▶ What to work on: Reproduce everything from the line containing "of the rocky" down to the last of the lines below, requests included. Shift every answer coordinate up by 131, and leave the coordinates in the requests and their format samples unchanged.

▶ Given data:
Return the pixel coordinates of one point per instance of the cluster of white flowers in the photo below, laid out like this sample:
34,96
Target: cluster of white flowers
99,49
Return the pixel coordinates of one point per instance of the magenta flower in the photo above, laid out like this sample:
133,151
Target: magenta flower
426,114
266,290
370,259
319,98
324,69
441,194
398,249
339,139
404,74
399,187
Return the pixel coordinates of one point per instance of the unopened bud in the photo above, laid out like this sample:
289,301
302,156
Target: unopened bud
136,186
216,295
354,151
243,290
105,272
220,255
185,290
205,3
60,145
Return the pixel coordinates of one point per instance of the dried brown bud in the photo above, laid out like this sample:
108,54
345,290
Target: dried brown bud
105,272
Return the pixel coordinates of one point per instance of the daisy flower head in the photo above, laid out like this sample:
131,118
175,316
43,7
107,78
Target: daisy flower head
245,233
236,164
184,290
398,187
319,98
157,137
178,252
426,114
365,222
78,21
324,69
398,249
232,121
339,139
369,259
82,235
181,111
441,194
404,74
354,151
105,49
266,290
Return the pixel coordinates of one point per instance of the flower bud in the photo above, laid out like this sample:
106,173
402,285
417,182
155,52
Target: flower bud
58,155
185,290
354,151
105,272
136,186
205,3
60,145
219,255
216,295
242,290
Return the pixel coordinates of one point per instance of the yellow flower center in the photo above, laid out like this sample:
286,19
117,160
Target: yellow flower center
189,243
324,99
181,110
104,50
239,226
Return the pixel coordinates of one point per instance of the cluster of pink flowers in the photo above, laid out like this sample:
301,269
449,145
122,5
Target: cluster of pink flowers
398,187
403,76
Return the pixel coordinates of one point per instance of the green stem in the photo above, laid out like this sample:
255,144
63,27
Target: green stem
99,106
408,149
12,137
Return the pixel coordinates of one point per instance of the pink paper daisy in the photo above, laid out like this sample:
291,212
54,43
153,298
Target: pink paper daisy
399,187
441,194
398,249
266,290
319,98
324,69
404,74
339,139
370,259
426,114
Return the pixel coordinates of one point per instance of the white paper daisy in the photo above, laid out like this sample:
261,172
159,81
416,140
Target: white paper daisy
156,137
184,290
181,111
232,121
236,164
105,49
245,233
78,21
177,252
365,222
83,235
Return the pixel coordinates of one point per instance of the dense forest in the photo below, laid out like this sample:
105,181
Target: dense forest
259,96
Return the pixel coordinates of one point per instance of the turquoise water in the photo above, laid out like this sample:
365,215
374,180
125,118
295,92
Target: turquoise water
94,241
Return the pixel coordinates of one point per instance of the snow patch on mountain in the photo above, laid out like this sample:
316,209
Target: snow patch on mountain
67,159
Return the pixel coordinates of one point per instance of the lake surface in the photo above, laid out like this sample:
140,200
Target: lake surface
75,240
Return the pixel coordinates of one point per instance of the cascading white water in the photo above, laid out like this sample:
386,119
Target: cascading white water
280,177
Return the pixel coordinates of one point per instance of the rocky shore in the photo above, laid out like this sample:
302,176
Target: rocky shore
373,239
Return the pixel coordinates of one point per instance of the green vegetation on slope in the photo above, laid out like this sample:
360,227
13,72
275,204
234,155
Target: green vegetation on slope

▶ Completed task:
Return the pixel coordinates of one point per instance of the rocky shore in the photo above, laid out like this sample:
302,176
Target: rocky shore
504,370
Return the pixel coordinates of one point per instance of the green vegetation on slope in the photo above, laid out like this sample:
360,227
13,72
275,204
234,155
Target: green vegetation on slope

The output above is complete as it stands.